┌─ Data shown

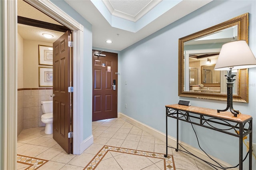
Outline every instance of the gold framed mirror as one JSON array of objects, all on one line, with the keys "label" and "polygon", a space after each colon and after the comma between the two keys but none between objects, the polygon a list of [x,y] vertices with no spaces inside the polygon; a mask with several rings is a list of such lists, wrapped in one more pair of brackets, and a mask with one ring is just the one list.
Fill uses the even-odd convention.
[{"label": "gold framed mirror", "polygon": [[[248,18],[249,14],[244,14],[179,39],[179,96],[226,100],[226,81],[224,76],[226,71],[211,73],[210,79],[214,83],[209,81],[203,83],[206,81],[203,79],[203,69],[212,70],[207,65],[215,65],[224,43],[234,40],[245,40],[248,43]],[[205,75],[210,71],[206,71],[208,73]],[[248,103],[248,69],[235,71],[236,83],[233,88],[233,101]],[[218,75],[215,77],[215,74]]]}]

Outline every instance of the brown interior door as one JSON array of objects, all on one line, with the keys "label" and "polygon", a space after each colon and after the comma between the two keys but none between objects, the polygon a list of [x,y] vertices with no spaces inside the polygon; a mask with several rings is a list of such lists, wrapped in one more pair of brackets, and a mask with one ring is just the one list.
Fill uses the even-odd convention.
[{"label": "brown interior door", "polygon": [[92,50],[92,121],[117,117],[117,54],[99,52]]},{"label": "brown interior door", "polygon": [[68,31],[53,43],[53,138],[67,153],[71,152],[70,31]]}]

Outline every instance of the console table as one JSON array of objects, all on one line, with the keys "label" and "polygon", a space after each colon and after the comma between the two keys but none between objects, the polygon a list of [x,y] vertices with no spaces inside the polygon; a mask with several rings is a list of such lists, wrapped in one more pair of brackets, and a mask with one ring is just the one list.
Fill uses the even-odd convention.
[{"label": "console table", "polygon": [[[244,114],[238,115],[234,117],[229,112],[217,112],[217,110],[192,106],[187,106],[178,104],[167,105],[166,109],[166,154],[168,146],[167,119],[171,117],[176,119],[177,146],[178,151],[179,121],[183,121],[200,127],[216,130],[239,138],[239,170],[243,169],[243,138],[249,135],[249,170],[252,170],[252,117]],[[190,119],[192,118],[192,119]],[[218,126],[220,125],[220,126]],[[221,127],[221,128],[219,127]]]}]

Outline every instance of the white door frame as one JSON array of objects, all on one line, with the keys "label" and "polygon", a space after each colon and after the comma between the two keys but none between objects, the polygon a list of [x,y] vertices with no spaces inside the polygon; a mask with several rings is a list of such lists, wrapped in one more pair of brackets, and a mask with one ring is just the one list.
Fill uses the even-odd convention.
[{"label": "white door frame", "polygon": [[[38,9],[73,31],[73,154],[84,149],[82,128],[84,26],[49,0],[25,0]],[[4,169],[16,169],[17,112],[17,0],[3,2],[3,138]]]}]

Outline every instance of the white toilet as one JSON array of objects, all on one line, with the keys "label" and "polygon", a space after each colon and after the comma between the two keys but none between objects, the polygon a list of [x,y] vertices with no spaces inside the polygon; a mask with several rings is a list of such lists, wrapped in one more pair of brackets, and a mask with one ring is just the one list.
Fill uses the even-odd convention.
[{"label": "white toilet", "polygon": [[52,133],[52,101],[41,101],[41,106],[43,111],[41,121],[45,123],[44,132],[51,134]]}]

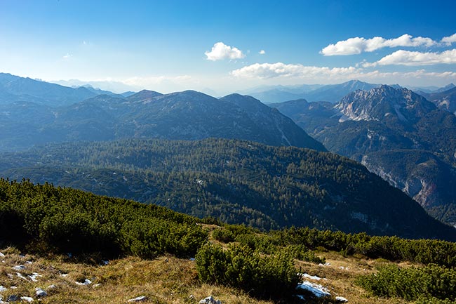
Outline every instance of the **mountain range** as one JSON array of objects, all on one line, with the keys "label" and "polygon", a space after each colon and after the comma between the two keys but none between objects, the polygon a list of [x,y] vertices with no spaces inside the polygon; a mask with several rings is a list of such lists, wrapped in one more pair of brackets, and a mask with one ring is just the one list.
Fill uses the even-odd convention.
[{"label": "mountain range", "polygon": [[[452,85],[452,84],[451,84]],[[429,93],[422,91],[417,93],[434,103],[439,109],[445,110],[456,115],[456,86],[454,86],[454,85],[448,90],[438,91]]]},{"label": "mountain range", "polygon": [[[328,101],[337,103],[347,94],[356,90],[370,90],[380,84],[368,84],[359,80],[351,80],[339,84],[314,86],[281,86],[271,88],[262,88],[247,91],[263,103],[275,103],[297,99],[306,99],[308,101]],[[398,86],[394,86],[398,87]]]},{"label": "mountain range", "polygon": [[[330,151],[362,162],[369,170],[419,201],[437,218],[452,225],[456,223],[456,205],[454,201],[456,197],[454,187],[456,180],[454,168],[455,117],[448,111],[439,110],[424,97],[398,86],[391,87],[354,81],[340,85],[294,87],[295,92],[299,90],[305,90],[309,94],[319,92],[320,96],[326,94],[326,96],[333,96],[332,98],[336,98],[335,96],[345,92],[351,92],[335,104],[333,103],[334,99],[328,98],[325,99],[330,101],[309,103],[300,99],[274,105],[283,114],[293,118],[302,128],[276,109],[265,105],[253,97],[240,94],[231,94],[220,98],[194,91],[161,94],[144,90],[136,93],[126,92],[125,94],[114,94],[90,86],[68,88],[6,74],[0,74],[0,127],[4,135],[0,138],[0,150],[3,151],[18,151],[34,145],[80,140],[107,141],[129,138],[199,140],[208,138],[244,140],[272,146],[295,146],[326,151],[326,147],[310,137],[304,128],[321,140]],[[356,90],[356,88],[370,88],[364,91]],[[447,94],[447,91],[435,94],[441,93]],[[135,142],[123,143],[138,145]],[[232,150],[236,149],[232,144],[228,145]],[[130,149],[131,147],[125,148]],[[60,148],[54,147],[52,149]],[[76,145],[75,149],[83,148]],[[36,151],[39,152],[33,153],[44,153],[42,150]],[[274,152],[276,154],[281,152],[281,150]],[[303,155],[303,157],[308,157]],[[53,168],[58,166],[52,159],[47,159],[47,162],[27,162],[15,160],[15,157],[22,160],[27,159],[20,154],[4,159],[2,161],[5,166],[3,168],[8,176],[15,178],[34,177],[35,180],[39,176],[39,180],[41,183],[45,181],[43,178],[48,177],[50,180],[67,185],[62,183],[60,178],[55,178],[56,175],[60,176]],[[268,157],[274,158],[271,155]],[[29,160],[32,159],[28,158]],[[341,159],[336,159],[336,162],[341,164],[344,161]],[[236,159],[236,161],[243,161]],[[249,161],[255,163],[255,160],[250,157]],[[323,157],[320,166],[324,168],[328,165],[327,161],[328,159]],[[88,167],[87,164],[80,162],[79,160],[74,164],[76,167]],[[17,166],[8,164],[15,164]],[[33,169],[25,168],[29,166],[27,164],[32,166]],[[51,167],[50,164],[53,164]],[[43,168],[37,167],[38,164],[42,165]],[[137,164],[135,163],[128,166],[137,166]],[[267,168],[271,166],[266,166]],[[312,164],[311,166],[315,167],[315,170],[321,170],[316,168],[316,165]],[[97,170],[100,170],[102,179],[111,176],[107,167],[96,167]],[[181,166],[181,168],[185,167]],[[73,169],[74,168],[68,165],[64,171],[71,172]],[[140,170],[140,167],[138,169]],[[25,172],[28,173],[28,176]],[[264,173],[269,174],[267,170]],[[364,173],[357,171],[356,174],[350,174],[352,178],[360,179],[361,178],[358,174]],[[242,178],[255,180],[260,176],[250,172],[242,176]],[[65,177],[64,180],[69,181],[67,178]],[[326,178],[326,176],[320,176],[320,178]],[[86,182],[81,181],[83,178],[80,180],[81,176],[75,176],[69,179],[72,178],[74,179],[70,183],[72,185],[81,183],[83,189],[109,195],[131,196],[142,201],[151,202],[149,199],[145,199],[142,197],[137,197],[136,194],[131,194],[129,183],[126,182],[126,185],[116,187],[115,190],[108,185],[113,185],[112,182],[95,183],[96,187],[89,189],[84,184]],[[126,178],[131,180],[132,176]],[[144,176],[133,178],[148,180]],[[223,180],[219,180],[220,185],[216,189],[222,189],[222,192],[225,193],[228,190],[224,188],[224,183],[229,184],[231,177],[224,176],[223,178]],[[135,180],[135,185],[141,184]],[[161,182],[166,183],[163,180]],[[301,182],[307,185],[306,180]],[[239,187],[240,195],[243,194],[252,200],[261,201],[262,199],[260,196],[248,194],[248,191],[258,187],[271,187],[271,182],[268,183],[268,185],[261,186],[254,184]],[[334,180],[331,180],[329,187],[339,187],[334,183]],[[372,182],[373,184],[377,183],[377,180]],[[153,187],[158,187],[159,185]],[[178,193],[175,187],[168,189],[168,186],[162,187],[167,189],[166,191]],[[302,186],[293,184],[289,187]],[[139,188],[146,192],[148,191],[142,186]],[[316,191],[316,194],[306,195],[307,197],[317,197],[318,195],[321,198],[323,197],[318,194],[318,191]],[[329,192],[328,190],[325,191]],[[362,192],[364,190],[359,191]],[[227,209],[223,207],[226,201],[222,199],[224,199],[223,195],[217,191],[210,193],[217,194],[214,199],[220,204],[217,208],[226,211]],[[267,199],[276,199],[277,196],[288,197],[288,199],[293,197],[279,191],[269,194],[272,198]],[[346,198],[351,197],[351,195],[356,197],[351,192],[349,194],[334,195],[334,197],[341,195],[341,197]],[[333,201],[339,199],[334,197],[330,199]],[[180,199],[182,204],[186,204],[183,199]],[[189,206],[179,210],[194,215],[207,216],[201,211],[203,208],[194,207],[197,204],[195,205],[195,201],[192,199],[192,204],[188,205]],[[236,199],[241,199],[241,197],[236,197]],[[394,199],[398,201],[398,199]],[[366,197],[358,200],[365,202]],[[232,201],[229,204],[232,204]],[[274,205],[271,204],[269,208]],[[295,204],[299,205],[298,202]],[[329,206],[328,208],[332,208]],[[170,205],[168,206],[173,207]],[[229,208],[230,212],[234,212],[234,209]],[[239,212],[243,214],[240,216],[243,220],[252,225],[271,227],[298,223],[283,218],[271,219],[271,214],[264,210],[259,211],[250,206],[246,208],[248,210],[247,213],[250,215],[246,215],[244,211],[247,209]],[[287,209],[287,212],[292,212],[290,210]],[[232,220],[224,212],[214,214],[227,221]],[[354,216],[347,213],[346,218],[356,219],[358,212],[353,212]],[[340,229],[335,224],[337,221],[335,217],[330,220],[326,219],[325,216],[322,218],[312,216],[311,221],[306,220],[306,225],[311,225],[311,222],[314,227]],[[382,225],[380,220],[373,220],[373,222],[366,220],[369,216],[359,216],[361,222],[368,221],[370,225],[372,224],[369,231],[373,231],[373,233],[393,233],[393,230],[389,232],[387,228],[375,227]],[[370,216],[369,218],[380,216]],[[258,220],[263,224],[252,223],[253,218],[260,218]],[[299,225],[304,225],[299,223]],[[368,227],[359,229],[356,231],[362,231],[361,229]],[[395,229],[398,231],[398,228]],[[404,233],[403,235],[412,235],[410,232]]]},{"label": "mountain range", "polygon": [[362,162],[436,217],[456,223],[452,114],[388,86],[356,91],[335,105],[298,100],[271,105],[330,151]]},{"label": "mountain range", "polygon": [[0,150],[73,140],[209,137],[326,150],[290,119],[249,96],[145,90],[127,97],[97,95],[84,87],[1,76],[2,90],[10,95],[0,102]]},{"label": "mountain range", "polygon": [[262,229],[456,239],[456,230],[360,164],[295,147],[227,139],[71,143],[4,153],[0,174]]}]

└─

_Your instructions:_ Find every line in the material above that contains the string "toilet", treating uppercase and lowercase as different, and copy each of those lines in full.

_Answer in full:_
Outline every instance of the white toilet as one JSON array of objects, all on one line, with the keys "label" and "polygon", a space after each colon and after the comma between the two keys but none between objects, the polygon a list of [x,y] vertices with no spaces inside the polygon; a mask with several rings is a list of such lists, wrapped in one more pair of brackets, and a mask with one ring is just the one list.
[{"label": "white toilet", "polygon": [[52,133],[52,101],[41,101],[41,106],[43,111],[41,121],[45,123],[44,132],[51,134]]}]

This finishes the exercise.